---------- Material supplied

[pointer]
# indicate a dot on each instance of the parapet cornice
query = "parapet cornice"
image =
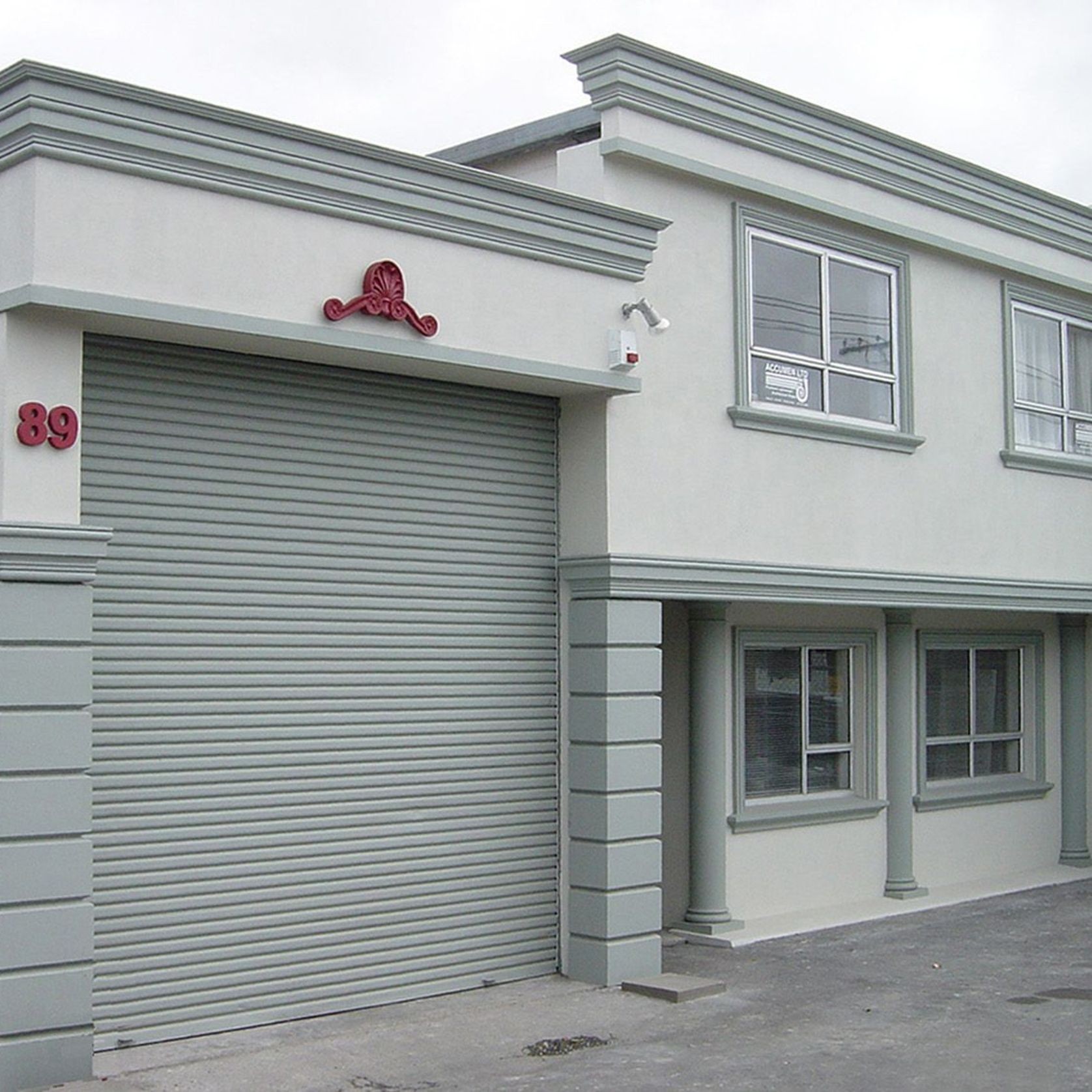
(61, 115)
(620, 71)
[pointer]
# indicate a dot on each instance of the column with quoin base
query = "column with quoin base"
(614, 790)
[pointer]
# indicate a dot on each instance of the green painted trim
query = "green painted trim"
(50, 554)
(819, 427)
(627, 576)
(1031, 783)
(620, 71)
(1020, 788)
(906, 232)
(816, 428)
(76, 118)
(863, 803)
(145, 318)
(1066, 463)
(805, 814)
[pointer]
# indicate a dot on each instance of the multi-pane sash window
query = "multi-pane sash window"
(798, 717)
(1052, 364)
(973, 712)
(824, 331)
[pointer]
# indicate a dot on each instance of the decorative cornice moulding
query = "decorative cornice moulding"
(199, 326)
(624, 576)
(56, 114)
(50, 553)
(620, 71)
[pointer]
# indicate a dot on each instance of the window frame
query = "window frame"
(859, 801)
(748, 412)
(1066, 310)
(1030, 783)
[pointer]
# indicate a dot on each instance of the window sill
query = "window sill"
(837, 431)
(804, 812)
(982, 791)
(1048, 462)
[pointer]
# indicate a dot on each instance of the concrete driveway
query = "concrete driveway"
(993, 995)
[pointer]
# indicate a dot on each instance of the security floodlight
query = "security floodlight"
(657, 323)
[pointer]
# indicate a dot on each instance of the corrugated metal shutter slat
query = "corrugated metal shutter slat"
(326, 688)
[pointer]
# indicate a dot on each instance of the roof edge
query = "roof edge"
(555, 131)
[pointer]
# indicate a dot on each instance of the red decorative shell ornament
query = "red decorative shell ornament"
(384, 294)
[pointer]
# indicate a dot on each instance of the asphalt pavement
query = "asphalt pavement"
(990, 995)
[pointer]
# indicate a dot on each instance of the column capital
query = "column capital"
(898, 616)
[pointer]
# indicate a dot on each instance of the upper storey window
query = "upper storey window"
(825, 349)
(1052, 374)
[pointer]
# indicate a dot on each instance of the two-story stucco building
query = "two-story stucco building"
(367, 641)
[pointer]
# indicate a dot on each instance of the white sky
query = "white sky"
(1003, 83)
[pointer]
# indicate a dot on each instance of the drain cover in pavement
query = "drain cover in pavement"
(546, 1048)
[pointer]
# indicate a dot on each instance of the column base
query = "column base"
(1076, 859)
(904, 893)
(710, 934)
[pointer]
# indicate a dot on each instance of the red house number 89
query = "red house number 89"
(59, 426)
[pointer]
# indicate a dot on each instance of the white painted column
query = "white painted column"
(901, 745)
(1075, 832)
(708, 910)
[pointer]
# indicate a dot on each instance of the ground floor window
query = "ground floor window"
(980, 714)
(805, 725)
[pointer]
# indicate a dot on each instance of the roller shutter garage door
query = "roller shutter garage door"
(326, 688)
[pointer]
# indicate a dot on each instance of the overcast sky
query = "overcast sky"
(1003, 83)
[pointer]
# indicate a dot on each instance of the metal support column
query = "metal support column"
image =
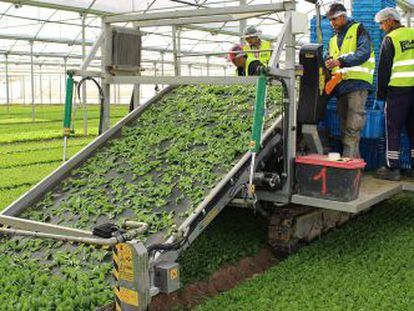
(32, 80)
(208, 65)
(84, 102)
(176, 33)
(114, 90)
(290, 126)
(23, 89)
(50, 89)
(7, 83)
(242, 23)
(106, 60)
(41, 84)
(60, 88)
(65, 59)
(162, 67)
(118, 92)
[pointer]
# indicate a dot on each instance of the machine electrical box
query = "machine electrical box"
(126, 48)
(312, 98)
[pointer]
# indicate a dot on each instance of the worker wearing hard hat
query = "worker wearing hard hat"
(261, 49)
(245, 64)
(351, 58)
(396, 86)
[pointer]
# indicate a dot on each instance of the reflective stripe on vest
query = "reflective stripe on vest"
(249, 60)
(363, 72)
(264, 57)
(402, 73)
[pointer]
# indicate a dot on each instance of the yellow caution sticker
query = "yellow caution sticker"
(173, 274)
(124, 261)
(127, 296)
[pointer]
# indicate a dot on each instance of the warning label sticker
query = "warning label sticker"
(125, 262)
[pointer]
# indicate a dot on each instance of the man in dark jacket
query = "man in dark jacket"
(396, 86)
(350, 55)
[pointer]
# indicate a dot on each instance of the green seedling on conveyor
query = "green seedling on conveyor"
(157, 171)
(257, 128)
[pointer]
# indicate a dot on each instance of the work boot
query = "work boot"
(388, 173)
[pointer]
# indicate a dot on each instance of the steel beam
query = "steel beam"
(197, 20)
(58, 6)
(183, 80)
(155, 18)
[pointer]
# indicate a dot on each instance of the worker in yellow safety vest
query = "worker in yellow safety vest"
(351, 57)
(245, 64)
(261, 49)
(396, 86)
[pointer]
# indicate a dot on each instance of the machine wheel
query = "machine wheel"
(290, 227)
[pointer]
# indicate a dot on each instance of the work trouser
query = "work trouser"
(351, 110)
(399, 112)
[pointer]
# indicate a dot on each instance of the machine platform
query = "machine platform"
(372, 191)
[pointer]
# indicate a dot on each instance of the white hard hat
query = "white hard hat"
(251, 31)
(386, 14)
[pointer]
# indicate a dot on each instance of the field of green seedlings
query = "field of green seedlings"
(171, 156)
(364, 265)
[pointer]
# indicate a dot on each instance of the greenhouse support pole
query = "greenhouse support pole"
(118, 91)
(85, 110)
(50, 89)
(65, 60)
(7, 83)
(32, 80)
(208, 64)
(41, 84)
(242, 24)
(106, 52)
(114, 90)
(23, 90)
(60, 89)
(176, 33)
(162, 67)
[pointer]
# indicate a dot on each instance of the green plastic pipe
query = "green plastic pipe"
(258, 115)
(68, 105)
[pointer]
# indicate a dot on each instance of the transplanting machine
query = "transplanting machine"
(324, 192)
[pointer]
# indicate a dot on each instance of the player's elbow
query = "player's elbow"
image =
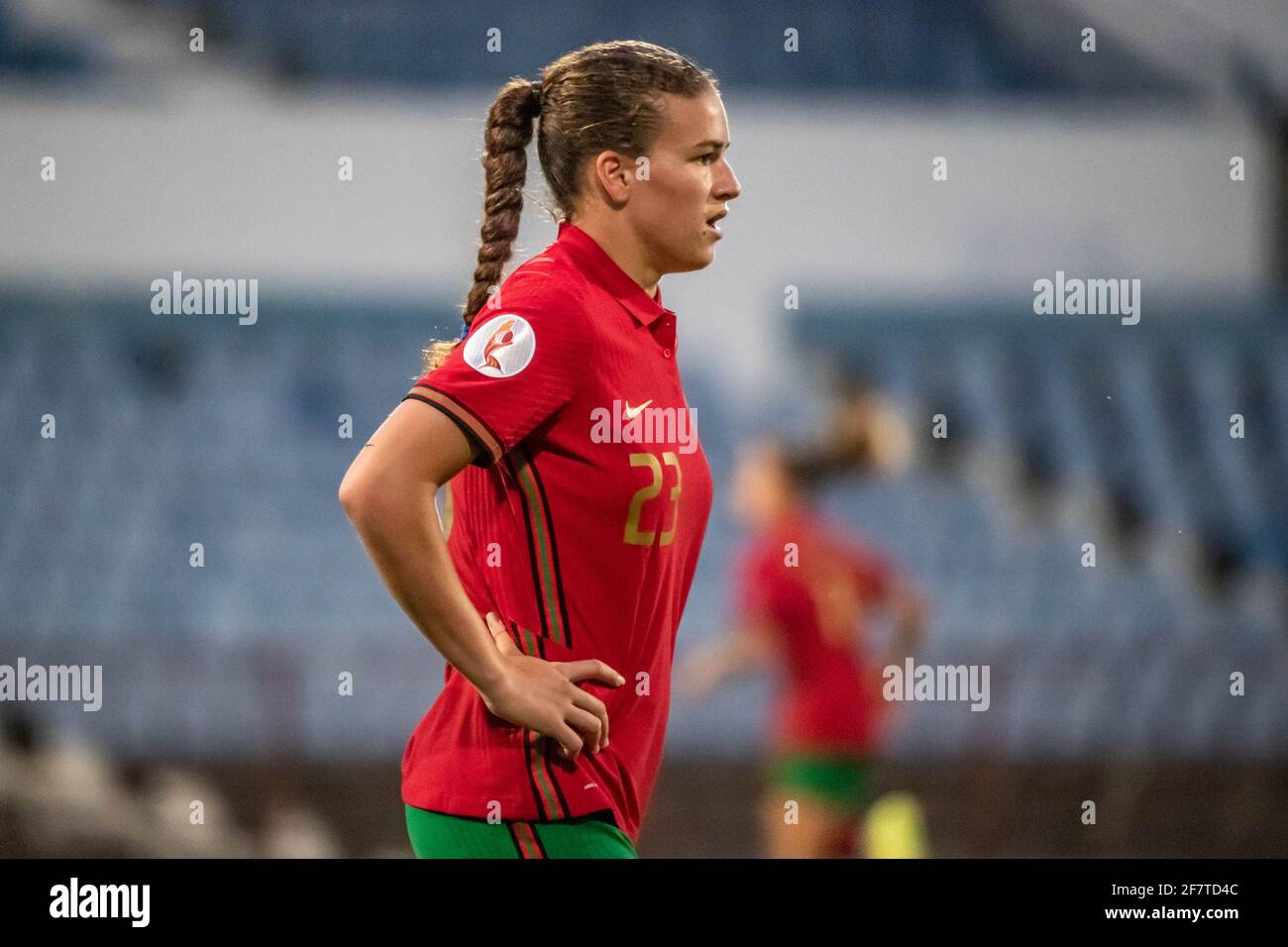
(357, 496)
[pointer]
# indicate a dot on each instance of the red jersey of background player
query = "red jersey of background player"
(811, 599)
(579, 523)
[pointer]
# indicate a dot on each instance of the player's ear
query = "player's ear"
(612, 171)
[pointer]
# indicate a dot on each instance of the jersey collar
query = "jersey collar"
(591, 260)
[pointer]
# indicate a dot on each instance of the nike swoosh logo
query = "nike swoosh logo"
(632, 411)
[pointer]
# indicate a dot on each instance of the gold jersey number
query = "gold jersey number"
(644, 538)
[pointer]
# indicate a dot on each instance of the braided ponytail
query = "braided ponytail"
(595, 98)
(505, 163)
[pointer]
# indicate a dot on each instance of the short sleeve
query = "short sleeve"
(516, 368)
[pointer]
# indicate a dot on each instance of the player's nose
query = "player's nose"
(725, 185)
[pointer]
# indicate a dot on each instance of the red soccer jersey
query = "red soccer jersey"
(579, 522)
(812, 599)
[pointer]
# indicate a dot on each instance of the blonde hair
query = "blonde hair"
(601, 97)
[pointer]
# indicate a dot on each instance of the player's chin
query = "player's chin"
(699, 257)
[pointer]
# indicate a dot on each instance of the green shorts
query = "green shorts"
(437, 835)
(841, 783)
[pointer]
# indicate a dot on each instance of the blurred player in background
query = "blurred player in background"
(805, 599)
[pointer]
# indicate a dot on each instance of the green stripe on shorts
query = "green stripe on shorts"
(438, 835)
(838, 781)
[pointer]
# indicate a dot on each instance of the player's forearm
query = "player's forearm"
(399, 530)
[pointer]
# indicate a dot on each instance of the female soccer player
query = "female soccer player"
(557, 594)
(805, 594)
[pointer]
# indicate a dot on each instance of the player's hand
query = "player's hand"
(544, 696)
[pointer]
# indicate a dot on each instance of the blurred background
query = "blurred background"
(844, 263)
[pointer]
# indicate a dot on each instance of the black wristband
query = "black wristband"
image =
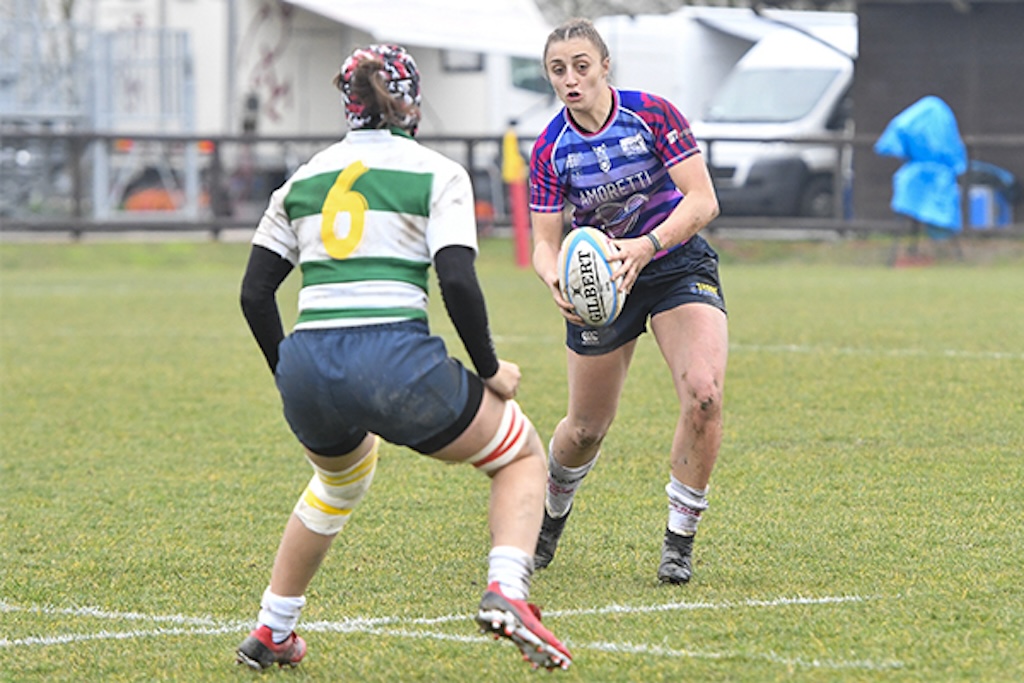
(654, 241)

--------------------

_Task details_. Which lines above hold the string "black"? Show each of them.

_Answer_.
# indicate a dot on each instance of the black wristband
query = "black wristband"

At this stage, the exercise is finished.